Free-text object descriptions:

******

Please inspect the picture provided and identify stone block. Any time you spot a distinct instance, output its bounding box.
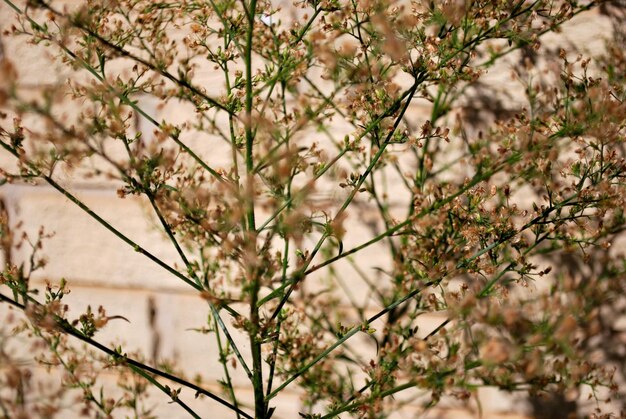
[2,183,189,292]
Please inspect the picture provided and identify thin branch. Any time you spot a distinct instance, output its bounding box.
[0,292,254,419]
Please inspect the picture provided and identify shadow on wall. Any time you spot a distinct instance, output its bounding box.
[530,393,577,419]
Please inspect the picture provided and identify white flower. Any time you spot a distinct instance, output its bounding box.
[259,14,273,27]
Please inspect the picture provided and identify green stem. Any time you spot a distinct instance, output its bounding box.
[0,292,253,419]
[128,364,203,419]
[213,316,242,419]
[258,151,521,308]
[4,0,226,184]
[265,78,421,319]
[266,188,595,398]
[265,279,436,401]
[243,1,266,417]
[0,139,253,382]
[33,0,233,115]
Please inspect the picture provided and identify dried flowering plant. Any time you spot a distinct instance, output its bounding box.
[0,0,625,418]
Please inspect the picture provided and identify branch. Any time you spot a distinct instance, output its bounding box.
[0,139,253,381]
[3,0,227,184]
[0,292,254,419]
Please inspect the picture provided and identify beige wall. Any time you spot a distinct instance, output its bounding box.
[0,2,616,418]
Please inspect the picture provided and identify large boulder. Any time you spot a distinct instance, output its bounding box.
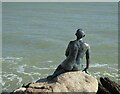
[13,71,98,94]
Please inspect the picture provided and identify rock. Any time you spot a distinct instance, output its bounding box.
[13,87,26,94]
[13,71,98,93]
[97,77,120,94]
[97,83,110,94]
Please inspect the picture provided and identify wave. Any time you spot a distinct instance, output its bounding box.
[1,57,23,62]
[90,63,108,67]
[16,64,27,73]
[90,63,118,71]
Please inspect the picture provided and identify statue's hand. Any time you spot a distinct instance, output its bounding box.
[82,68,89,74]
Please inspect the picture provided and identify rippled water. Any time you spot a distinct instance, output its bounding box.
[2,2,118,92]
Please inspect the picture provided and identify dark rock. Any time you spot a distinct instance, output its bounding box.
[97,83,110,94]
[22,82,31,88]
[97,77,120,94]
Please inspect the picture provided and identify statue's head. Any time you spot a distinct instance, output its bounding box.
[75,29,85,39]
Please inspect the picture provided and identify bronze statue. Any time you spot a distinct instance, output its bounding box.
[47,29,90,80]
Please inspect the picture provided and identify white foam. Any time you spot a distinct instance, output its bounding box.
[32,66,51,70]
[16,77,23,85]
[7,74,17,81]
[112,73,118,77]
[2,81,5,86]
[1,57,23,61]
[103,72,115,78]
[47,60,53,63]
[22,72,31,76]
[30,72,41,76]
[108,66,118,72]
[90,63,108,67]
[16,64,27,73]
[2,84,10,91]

******

* **WHAT YOU NEED TO DO**
The entries above should be given again exactly, minus any pictures.

* **EXERCISE RESPONSE**
Please inspect the picture provided and identify stone block. Any time you spot a distinct instance, output its bounding box.
[2,183,189,292]
Please inspect the picture provided and identify thin branch. Any time you spot a distinct instance, output its bounding box.
[0,292,254,419]
Please inspect the picture provided and identify shadow on wall. Any time you spot a distinct instance, output its bounding box.
[530,393,577,419]
Please inspect the picture provided and identify white flower. Any time you spot a distinct instance, output its bounding box.
[259,14,273,27]
Please inspect the picture provided and identify green stem. Any time you spot a distinct instance, output its bounding box.
[0,292,253,419]
[128,364,203,419]
[213,316,242,419]
[258,151,521,308]
[4,0,226,184]
[265,78,421,319]
[266,188,595,398]
[265,279,436,401]
[243,1,266,417]
[0,139,253,382]
[33,0,233,115]
Please inspect the picture provided and identify dried flowering plant. Any time you spot a distinct instance, output its bounding box.
[0,0,625,418]
Please inspect the picture provided and identify branch. Any time you spot a distinct instance, output its bounding box.
[0,139,253,381]
[3,0,227,184]
[0,292,254,419]
Please inspect the picture provided and identify beige wall. Any time you spot a distinct instance, output its bounding box.
[0,2,616,418]
Please inspect the picture provided and identify large boulder. Any time you spot a distinct instance, output its bounding box.
[13,71,98,94]
Please inspect the picture provided and identify rock. Any time you spot a distinct instance, output its bounding box.
[13,87,26,94]
[13,71,98,93]
[97,77,120,94]
[97,83,110,94]
Please inspect the picture provided and identify wave. Any time you spot a distinct instance, output its bounding box.
[1,57,23,62]
[90,63,108,67]
[16,64,27,73]
[90,63,118,71]
Please inspect the picture provided and identify statue's hand. Any time you spot a distinct instance, output its bounding box.
[82,68,89,74]
Please inspect the picture provided and identify rippled water. Any time you spot a distinct instance, output its bounding box.
[2,2,118,92]
Please inspect the picture provided and identify dark rock. Any time you spot a distinct instance, output its bounding box.
[97,83,110,94]
[22,82,31,88]
[97,77,120,94]
Please inspect the picture provided and identify statue's head. Any time you spot a distinct instance, output its bounding box.
[75,29,85,39]
Please inspect the picture provided and identify bronze statue. Any time you spot a distinct instance, output its bounding box.
[47,29,90,80]
Please inspect the picture provided and identify white foam. Any time you spot a distinct instance, output its bounding box.
[32,66,51,70]
[16,77,23,85]
[7,74,17,81]
[112,73,118,77]
[2,81,5,86]
[1,57,23,61]
[103,72,115,78]
[47,60,53,63]
[22,72,31,76]
[30,72,41,76]
[108,66,118,72]
[90,63,108,67]
[16,64,27,73]
[2,84,10,91]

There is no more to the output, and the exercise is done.